[Teks Bacaan]
▶

Ketika menonton pada masa-masa di mana Go Young masih mahasiswa, ada pertanyaan wajib yang muncul dalam benak, apa yang membuatnya menjadi gay? Sebab di dalam series, kesukaran Go Young sebagai gay terlihat dengan jelas. On the other side, anggapan bahwa seseorag bisa “melenceng” seperti itu hanya untuk nafsu semata merupakan anggapan kolot. Dalam series ini, perjalanan Go Young tidak hanya pada kehidupannya menjadi seorang gay semata. Dia mengalami berbagai hal yang dialami para queer pada umumnya, misalnya betapa susahnya untuk jatuh cinta dengan orang yang tepat. Jika kehidupan cinta heteroseksual pun tidak mudah, kehidupan cinta queer apalagi. Untuk mencari orang yang benar-benar menerima dan bersedia “melawan dunia” untuk bersama dengan anggapan tanpa masa depan yang jelas? Siapa yang berani menggadaikan hidupnya untuk hal seperti itu?
Tetap saja, untungnya karakter Go Young digambarkan sebagai seseorang yang ceria. Dia mempunyai banyak teman queer yang mendukungnya dalam kondisi apa pun. Ia juga menganggap pertemanannya dengan Miae bukanlah hal kebetulan semata. Menurutnya, dalam sekali seumur hidup, kita bertemu dengan teman yang benar-benar menerima kita, cocok, kemudian sampai berbagi hidup bersamanya. Namun, karakter itu seperti hanyalah polesan semata yang menyembunyikannya dari dirinya yang sebenernya, yaitu sepi. Momen ketika Miae akhirnya menikah justru menjadi momen yang memperlihatkannya dengan makin jelas. Go Young berusaha untuk mencari-cari cinta yang berusaha ia kais terus-terusan karena ia pun tumbuh dalam rumah yang tidak terlalu memperlihatkan cinta seharusnya seperti apa.

◀

[Daftar Data]
▶

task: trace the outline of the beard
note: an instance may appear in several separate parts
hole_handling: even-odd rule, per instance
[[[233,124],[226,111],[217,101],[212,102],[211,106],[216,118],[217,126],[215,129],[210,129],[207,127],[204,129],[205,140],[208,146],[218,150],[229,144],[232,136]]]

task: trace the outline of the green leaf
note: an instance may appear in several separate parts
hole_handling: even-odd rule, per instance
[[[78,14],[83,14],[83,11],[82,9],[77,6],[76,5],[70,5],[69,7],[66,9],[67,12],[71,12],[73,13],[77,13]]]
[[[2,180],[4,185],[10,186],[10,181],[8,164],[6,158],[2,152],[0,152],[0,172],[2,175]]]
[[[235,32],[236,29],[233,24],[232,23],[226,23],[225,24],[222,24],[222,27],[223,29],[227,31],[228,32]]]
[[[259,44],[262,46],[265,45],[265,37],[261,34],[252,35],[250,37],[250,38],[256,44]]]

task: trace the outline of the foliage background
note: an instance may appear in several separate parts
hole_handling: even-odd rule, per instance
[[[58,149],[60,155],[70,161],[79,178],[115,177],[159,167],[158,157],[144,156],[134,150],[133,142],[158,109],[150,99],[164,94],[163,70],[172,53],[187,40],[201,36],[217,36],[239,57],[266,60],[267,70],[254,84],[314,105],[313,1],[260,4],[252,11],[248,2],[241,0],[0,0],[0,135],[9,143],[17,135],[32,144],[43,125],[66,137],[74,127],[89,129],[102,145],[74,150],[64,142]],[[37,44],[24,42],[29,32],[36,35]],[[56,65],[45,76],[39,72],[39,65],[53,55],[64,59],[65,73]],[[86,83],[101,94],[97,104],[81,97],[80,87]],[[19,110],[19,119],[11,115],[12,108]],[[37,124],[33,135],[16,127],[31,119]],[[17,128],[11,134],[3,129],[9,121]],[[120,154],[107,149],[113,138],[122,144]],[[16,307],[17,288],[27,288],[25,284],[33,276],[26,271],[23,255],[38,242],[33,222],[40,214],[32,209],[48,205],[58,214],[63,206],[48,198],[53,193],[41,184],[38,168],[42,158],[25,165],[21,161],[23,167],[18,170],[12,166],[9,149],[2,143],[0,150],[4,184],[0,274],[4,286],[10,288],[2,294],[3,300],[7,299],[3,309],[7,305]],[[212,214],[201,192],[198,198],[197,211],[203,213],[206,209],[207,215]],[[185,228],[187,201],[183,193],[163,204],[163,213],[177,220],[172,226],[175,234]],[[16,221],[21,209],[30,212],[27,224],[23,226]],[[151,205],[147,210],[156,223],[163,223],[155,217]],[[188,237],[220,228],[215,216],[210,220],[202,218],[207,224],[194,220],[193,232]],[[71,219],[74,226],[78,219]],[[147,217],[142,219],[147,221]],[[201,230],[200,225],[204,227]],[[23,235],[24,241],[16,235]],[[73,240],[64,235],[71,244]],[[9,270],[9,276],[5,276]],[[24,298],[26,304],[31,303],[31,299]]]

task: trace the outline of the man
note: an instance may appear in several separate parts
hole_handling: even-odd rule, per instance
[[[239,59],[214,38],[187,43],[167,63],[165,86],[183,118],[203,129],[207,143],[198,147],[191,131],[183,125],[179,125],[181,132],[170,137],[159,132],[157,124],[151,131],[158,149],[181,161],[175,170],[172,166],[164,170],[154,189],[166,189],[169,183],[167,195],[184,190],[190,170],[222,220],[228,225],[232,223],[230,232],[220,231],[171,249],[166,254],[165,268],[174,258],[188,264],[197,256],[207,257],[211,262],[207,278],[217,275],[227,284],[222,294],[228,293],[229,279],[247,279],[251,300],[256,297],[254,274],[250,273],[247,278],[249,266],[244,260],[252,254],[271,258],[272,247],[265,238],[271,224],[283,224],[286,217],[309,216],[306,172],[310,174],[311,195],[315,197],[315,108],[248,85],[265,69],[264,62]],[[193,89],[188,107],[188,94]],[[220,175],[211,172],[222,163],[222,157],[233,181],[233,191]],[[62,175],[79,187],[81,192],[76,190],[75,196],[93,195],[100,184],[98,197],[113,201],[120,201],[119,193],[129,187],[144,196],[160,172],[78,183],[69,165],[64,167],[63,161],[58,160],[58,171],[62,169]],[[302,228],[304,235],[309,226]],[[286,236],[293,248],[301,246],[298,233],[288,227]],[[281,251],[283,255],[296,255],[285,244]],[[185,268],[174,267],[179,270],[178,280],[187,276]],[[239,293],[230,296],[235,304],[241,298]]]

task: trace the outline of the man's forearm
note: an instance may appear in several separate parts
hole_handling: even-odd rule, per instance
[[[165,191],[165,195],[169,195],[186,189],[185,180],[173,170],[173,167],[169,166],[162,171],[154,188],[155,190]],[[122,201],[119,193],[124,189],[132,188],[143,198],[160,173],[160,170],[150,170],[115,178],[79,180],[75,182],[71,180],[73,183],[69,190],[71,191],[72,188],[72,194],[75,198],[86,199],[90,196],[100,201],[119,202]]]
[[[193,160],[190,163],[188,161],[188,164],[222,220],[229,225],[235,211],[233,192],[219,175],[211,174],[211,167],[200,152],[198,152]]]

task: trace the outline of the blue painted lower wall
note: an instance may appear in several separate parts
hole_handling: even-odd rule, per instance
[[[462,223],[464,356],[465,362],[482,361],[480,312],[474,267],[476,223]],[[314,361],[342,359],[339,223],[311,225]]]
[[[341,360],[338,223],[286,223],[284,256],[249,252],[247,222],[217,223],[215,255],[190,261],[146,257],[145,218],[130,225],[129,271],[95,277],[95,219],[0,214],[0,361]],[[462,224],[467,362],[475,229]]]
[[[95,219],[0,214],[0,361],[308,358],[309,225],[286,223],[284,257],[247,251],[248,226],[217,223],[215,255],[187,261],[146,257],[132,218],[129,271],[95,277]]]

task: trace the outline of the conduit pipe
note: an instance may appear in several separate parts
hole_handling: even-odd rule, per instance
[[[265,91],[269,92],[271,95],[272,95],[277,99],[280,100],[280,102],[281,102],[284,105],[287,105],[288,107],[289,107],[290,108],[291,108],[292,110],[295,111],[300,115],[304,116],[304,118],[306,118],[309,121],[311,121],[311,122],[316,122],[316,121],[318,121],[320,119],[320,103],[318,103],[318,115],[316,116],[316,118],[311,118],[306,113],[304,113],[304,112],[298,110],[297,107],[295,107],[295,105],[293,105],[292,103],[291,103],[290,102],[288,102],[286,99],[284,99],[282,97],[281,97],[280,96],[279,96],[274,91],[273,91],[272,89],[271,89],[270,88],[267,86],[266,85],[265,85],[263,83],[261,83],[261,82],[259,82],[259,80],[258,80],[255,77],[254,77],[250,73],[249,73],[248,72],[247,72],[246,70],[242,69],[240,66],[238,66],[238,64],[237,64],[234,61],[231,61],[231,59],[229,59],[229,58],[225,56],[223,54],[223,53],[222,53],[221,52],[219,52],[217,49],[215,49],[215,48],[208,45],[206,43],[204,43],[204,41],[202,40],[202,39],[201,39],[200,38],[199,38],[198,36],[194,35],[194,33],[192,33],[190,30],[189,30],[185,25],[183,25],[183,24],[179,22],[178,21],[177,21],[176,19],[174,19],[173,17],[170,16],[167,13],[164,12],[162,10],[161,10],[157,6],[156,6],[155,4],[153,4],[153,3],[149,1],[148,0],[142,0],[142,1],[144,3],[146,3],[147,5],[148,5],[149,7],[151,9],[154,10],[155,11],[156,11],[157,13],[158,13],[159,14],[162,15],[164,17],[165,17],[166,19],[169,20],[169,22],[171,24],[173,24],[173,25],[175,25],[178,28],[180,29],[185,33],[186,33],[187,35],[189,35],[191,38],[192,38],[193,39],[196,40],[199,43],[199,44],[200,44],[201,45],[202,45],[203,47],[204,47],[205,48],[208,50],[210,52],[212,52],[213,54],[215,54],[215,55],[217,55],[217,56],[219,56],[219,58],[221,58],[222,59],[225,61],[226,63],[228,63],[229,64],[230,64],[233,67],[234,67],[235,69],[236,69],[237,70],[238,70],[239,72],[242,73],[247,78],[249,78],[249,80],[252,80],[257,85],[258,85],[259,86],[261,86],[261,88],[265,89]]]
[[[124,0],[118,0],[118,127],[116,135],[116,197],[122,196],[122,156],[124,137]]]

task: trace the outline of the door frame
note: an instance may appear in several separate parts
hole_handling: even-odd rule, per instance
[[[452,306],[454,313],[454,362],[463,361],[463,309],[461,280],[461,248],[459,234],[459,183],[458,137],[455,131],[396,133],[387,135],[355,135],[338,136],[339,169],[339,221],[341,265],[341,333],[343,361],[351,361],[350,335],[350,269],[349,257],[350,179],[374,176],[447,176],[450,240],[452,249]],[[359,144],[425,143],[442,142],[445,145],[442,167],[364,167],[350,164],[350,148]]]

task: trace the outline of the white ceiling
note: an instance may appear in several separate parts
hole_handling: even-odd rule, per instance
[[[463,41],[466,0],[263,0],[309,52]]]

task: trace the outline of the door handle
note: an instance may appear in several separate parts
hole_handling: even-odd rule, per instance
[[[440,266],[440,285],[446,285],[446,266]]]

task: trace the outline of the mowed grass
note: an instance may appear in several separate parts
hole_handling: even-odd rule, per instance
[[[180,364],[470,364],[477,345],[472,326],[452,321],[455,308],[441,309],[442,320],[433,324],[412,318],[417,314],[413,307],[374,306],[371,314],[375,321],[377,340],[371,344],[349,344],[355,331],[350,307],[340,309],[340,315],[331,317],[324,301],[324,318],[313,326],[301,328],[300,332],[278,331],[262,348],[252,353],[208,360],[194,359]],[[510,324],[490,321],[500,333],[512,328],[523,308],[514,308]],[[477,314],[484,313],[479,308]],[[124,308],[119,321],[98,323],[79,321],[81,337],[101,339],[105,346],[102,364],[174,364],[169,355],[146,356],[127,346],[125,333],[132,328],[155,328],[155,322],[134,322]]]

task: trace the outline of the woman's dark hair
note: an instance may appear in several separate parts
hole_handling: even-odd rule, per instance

◀

Jawablah pertanyaan berikut berdasarkan teks bacaan di atas.
(a) Apa contoh hal yang dialami para queer pada umumnya menurut teks bacaan?
(b) Sebagai seseorang yang bagaimana karakter Go Young digambarkan?
(c) Momen apa yang memperlihatkan kesepian Go Young dengan makin jelas?

(a) Betapa susahnya untuk jatuh cinta dengan orang yang tepat.
(b) Sebagai seseorang yang ceria.
(c) Momen ketika Miae akhirnya menikah.